--- begin Excerpt ---

Resistive random access memory (ReRAM) is an emerging, non-volatile, low-power memory technology. ReRAM has a significant appeal due to its scalability at smaller processes and a much higher capability for memory density.

This project aims to create a research vehicle for silicon, proving computational ReRAM for research and education purposes. ReRAM allows for computation within the memory, eliminating the need to send data to and from a digital ALU (Arithmetic logic unit).

The current issues this project faces are a need for produced ReRAM chips, limited opportunities to get chips fabricated, and a test vehicle to gain an understanding of and better test the physical characteristics of ReRAM primitives in Skywater technology.

ReRAM technology is primarily used as a memory device. Therefore, understanding how it interacts with peripheral circuits while being implemented for computation is essential for our project and will be one of the goals of this project. Due to ReRAM being an emerging technology, there are multiple questions that we would like to answer. One major question is whether or not using ReRAM for computation is better than existing memory technologies. A few ways to measure this could be to compare computation accuracy, energy efficiency, and power consumption between ReRAM and a similar technology such as SRAM (Static Random Access Memory) or DRAM (Dynamic Random Access Memory).

#### 1.2 Users and User Needs

#### Professor Duwe and Professor Wang:

Professor Duwe and Prof. Wang are the primary users of this project. They are also the clients of this particular project. The results of our project would provide them with a practical example of a ReRAM compute crossbar and knowledge of how the Efabless process can be used to design and fabricate chips in the Skywater 130nm process.

#### Graduate students:

These users would be the graduate students that are under Professor Duwe and Professor Wang. These students would need documentation on the Efabless process and tool flow to apply that knowledge to their projects. This documentation would provide them with the benefit of easily being able to learn the process and allowing them to spend time on their research.

#### Undergrad students:

These students will be able to bring up our chip and others fabricated under Duwe as a part of their undergraduate curriculum. These students will need easy-to-follow lab documentation similar to EE 201 and 230. The benefit these students receive is the ability to bring up and test a physical chip in parallel with their regular course work, providing them valuable experience and real-world experience of the concepts they are learning.

#### Future senior design teams:

An important user group are the senior design teams that follow our project. They will need to have access to our designs as well as an understanding of how we designed our circuit. This will help them to get a grasp on the design much quicker than we were able to, allowing them to start thinking about improvements to the design sooner.

--- end Excerpt ---

Your tasks:
1. Update the ReRAM project text starting at "An important user" and ending at "the design sooner.", replacing "improvements" with "refinements".
2. Carry the ReRAM project text forward from its final sentence.
The items play no part in this.

--- begin Provided information ---

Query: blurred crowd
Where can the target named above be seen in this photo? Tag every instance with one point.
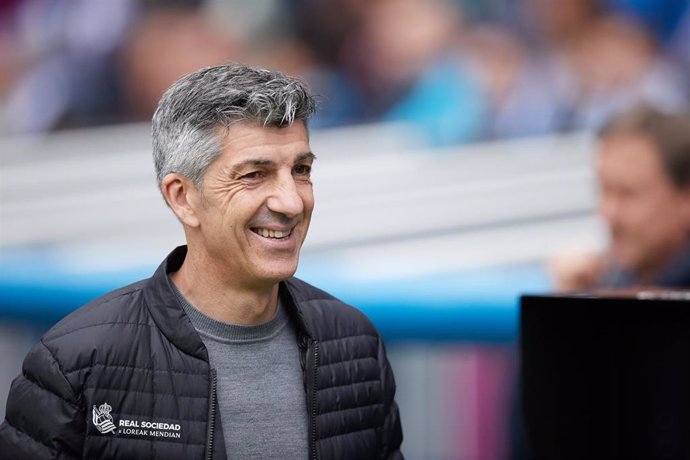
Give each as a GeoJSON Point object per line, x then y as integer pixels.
{"type": "Point", "coordinates": [460, 70]}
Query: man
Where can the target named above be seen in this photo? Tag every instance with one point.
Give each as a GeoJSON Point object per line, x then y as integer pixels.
{"type": "Point", "coordinates": [643, 170]}
{"type": "Point", "coordinates": [221, 354]}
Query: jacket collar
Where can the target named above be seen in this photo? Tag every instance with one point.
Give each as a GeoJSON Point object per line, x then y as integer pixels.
{"type": "Point", "coordinates": [174, 323]}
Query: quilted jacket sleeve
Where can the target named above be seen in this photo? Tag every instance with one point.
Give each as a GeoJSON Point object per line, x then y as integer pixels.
{"type": "Point", "coordinates": [392, 436]}
{"type": "Point", "coordinates": [44, 418]}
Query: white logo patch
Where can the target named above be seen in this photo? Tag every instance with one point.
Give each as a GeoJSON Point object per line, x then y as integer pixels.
{"type": "Point", "coordinates": [103, 421]}
{"type": "Point", "coordinates": [102, 418]}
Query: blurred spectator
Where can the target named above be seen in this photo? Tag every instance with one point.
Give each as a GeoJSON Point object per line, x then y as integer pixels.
{"type": "Point", "coordinates": [520, 89]}
{"type": "Point", "coordinates": [164, 45]}
{"type": "Point", "coordinates": [644, 175]}
{"type": "Point", "coordinates": [401, 67]}
{"type": "Point", "coordinates": [616, 65]}
{"type": "Point", "coordinates": [552, 25]}
{"type": "Point", "coordinates": [60, 62]}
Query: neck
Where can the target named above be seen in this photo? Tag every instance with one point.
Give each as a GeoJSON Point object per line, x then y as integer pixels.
{"type": "Point", "coordinates": [203, 286]}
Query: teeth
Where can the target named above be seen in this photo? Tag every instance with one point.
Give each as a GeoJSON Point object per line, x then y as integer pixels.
{"type": "Point", "coordinates": [266, 233]}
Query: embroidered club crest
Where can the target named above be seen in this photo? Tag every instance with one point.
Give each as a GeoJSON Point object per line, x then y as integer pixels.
{"type": "Point", "coordinates": [102, 418]}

--- end Provided information ---

Responses by task:
1.
An important user group are the senior design teams that follow our project. They will need to have access to our designs as well as an understanding of how we designed our circuit. This will help them to get a grasp on the design much quicker than we were able to, allowing them to start thinking about refinements to the design sooner.

2.
### 2 Requirements, Constraints, and Standards

#### 2.1 Requirements and Constraints

- Functional requirements:
  - 1. ReRAM array that can perform read, write and computation operations accurately
  - 2. Design has a low overall power consumption
  - 3. DAC outputs correct voltage thresholds.
  - 4. ADC with a higher than 1-bit resolution
  - 5. Low-power trans-impedance amplifier
- Deliverables:
  - 1. Git repo with all project files
  - 2. Project documentation
    - Bring up documentation
    - Lab walk through documents
    - Probe testing documentation
    - $\circ\,$  Top-level circuit diagram
    - $\circ~$  Supporting documentation for any common problems with tools
  - 3. Simulations showing correct device operations
- User requirements:
  - 1. Bring up documentation for success/failure
- Precheck approved GS2:
  - All subcircuits need to pass DRC (Design Rule Check) and LVS (Layout Versus Schematic)
  - $\circ~$  The final design must be integrated with Caravel Harness and Pass LVS
- UI requirements:
  - $\circ~$  The ability to see what is happening on the inside for conducting research
  - Require IO ports for probe testing

#### 2.2 Engineering Standards

- IEEE 1076.4-2000 IEEE Standard VITAL ASIC Modeling Specification
  - Promotes the development of highly accurate, efficient simulation models for ASIC (Application-Specific Integrated Circuit) components in VHDL.
- IEEE 1481-2019 IEEE Standard for Integrated Circuit (IC) Open Library Architecture(OLA)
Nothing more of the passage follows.